• WORK ORDER
Wherever a line in the data holds the word "steep", pull that line out.

• DATA PROVIDED
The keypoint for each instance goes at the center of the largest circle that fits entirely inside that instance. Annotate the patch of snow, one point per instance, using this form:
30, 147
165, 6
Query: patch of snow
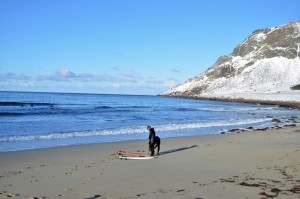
270, 77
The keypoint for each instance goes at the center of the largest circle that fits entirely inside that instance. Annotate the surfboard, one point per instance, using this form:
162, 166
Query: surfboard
136, 157
125, 153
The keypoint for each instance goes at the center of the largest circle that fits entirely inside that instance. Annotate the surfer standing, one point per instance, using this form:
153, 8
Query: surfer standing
151, 139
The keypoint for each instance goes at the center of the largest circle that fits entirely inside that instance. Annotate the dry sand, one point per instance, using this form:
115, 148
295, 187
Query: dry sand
245, 165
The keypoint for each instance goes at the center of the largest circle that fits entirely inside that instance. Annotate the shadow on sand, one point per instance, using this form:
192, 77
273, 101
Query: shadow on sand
177, 150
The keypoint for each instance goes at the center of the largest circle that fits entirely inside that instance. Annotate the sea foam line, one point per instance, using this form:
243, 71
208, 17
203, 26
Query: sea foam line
124, 131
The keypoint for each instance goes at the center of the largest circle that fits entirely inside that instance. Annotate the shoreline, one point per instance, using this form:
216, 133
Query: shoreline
254, 164
280, 103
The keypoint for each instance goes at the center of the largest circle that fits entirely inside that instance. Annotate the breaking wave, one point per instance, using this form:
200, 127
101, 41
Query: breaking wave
126, 131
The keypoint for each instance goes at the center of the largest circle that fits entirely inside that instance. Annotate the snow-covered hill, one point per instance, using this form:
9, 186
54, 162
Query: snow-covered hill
264, 66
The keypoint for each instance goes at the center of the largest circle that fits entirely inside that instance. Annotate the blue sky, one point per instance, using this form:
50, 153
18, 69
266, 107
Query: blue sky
123, 46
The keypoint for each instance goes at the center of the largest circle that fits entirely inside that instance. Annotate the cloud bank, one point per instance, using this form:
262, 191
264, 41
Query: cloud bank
65, 80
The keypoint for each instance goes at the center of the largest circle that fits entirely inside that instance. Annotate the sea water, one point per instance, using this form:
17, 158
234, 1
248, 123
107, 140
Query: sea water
41, 120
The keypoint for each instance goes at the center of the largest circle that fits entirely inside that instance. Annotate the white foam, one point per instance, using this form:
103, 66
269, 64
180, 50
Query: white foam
126, 131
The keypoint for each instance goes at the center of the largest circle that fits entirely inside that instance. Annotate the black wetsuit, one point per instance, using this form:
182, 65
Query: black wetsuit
151, 140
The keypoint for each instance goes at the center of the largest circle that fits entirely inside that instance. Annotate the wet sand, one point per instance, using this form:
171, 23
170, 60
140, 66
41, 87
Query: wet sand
256, 164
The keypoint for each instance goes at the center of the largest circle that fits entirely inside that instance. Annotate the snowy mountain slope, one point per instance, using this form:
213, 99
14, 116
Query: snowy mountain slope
264, 66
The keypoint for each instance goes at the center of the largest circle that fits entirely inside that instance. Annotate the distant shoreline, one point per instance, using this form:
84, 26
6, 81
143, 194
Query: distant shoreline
289, 104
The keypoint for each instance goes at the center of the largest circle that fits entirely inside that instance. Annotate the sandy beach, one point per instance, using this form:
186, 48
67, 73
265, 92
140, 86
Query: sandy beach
257, 164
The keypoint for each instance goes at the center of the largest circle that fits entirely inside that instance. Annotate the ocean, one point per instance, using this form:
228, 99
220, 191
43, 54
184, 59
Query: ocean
43, 120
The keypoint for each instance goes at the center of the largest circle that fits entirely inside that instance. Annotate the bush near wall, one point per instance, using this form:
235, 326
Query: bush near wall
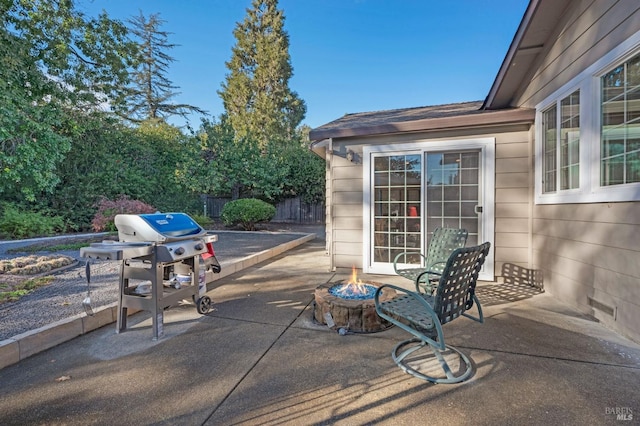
18, 223
247, 212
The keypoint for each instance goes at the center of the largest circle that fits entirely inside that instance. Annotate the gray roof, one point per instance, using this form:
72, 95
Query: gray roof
417, 119
376, 118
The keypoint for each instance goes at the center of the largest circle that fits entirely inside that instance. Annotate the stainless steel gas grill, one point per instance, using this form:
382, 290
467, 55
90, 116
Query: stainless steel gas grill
161, 263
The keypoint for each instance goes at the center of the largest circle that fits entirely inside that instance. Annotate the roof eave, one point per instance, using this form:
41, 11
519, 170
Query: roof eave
483, 119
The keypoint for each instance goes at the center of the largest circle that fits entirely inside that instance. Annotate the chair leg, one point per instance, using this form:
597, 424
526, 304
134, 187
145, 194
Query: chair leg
410, 366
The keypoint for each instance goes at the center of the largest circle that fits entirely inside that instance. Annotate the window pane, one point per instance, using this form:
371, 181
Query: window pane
397, 205
620, 124
570, 141
549, 163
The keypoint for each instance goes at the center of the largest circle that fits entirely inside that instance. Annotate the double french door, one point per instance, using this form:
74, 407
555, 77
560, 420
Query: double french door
413, 193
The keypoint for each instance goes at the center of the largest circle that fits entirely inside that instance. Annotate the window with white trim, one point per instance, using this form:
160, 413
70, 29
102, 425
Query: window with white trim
561, 144
588, 133
620, 124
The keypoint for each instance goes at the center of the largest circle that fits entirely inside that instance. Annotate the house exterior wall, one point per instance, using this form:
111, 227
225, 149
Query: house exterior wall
588, 252
512, 193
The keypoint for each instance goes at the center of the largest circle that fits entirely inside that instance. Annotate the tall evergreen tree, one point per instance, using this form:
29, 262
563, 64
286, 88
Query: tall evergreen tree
54, 63
151, 90
256, 93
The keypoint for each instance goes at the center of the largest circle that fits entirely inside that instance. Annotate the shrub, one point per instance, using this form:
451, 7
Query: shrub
108, 209
247, 212
17, 223
202, 220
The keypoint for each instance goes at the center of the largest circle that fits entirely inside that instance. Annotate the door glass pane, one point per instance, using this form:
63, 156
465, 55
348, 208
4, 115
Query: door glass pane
397, 205
452, 192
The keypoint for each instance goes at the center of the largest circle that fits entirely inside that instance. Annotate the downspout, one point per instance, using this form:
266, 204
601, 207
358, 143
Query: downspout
329, 235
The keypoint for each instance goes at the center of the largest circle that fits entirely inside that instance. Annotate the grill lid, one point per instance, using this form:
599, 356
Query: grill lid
157, 227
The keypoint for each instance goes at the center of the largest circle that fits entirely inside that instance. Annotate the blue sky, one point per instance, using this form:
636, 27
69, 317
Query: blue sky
347, 55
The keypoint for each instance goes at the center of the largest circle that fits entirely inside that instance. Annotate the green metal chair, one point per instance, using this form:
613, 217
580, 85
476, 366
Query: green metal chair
443, 242
424, 315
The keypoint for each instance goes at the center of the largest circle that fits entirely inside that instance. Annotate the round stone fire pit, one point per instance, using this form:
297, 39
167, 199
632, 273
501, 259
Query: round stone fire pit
353, 312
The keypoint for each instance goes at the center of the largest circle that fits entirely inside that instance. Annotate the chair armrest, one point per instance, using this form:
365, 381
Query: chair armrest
411, 329
426, 272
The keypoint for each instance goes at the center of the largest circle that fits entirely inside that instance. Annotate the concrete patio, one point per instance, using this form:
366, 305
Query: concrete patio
258, 358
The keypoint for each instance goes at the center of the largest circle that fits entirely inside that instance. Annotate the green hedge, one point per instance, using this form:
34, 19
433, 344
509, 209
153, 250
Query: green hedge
246, 213
18, 223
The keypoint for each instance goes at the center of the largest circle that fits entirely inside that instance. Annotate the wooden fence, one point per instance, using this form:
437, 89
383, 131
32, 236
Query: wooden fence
290, 210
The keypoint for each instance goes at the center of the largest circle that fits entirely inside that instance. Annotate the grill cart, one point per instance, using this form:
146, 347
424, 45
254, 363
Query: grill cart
164, 259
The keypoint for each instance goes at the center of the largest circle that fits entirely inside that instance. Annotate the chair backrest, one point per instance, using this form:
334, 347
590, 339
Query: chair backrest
443, 242
457, 284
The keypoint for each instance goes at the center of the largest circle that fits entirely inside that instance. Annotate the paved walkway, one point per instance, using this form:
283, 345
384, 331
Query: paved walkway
258, 358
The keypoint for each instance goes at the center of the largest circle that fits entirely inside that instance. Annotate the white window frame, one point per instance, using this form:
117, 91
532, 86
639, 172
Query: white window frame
486, 146
588, 82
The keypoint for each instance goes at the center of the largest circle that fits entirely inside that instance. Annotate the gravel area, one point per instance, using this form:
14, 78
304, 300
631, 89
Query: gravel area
63, 297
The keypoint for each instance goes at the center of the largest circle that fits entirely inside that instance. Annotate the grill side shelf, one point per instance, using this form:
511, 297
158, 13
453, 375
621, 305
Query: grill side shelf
115, 251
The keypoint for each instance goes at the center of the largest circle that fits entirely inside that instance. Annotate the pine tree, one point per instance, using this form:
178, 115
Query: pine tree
256, 93
151, 90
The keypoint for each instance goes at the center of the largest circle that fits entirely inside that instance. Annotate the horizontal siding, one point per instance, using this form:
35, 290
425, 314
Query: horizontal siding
601, 234
512, 195
512, 164
592, 250
591, 30
512, 210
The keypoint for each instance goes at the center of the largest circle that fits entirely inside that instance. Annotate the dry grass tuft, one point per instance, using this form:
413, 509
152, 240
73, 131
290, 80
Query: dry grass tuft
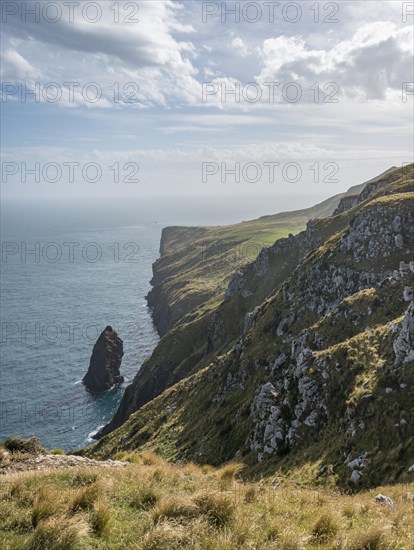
86, 498
59, 534
179, 508
218, 508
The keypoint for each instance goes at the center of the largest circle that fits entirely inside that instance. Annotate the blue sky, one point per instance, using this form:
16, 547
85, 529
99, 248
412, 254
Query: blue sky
168, 56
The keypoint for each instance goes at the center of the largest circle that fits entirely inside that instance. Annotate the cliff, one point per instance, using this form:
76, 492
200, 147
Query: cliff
319, 377
104, 367
190, 281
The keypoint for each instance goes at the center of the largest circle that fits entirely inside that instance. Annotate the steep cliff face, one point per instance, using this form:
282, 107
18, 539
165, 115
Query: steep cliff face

• ANSWER FOR THE TASK
The keypoint for each instance goes at the center of the largest circle that fits entirely inside that instance. Annotate the steep cliff face, one point per instance, using this form:
Query: steep cliff face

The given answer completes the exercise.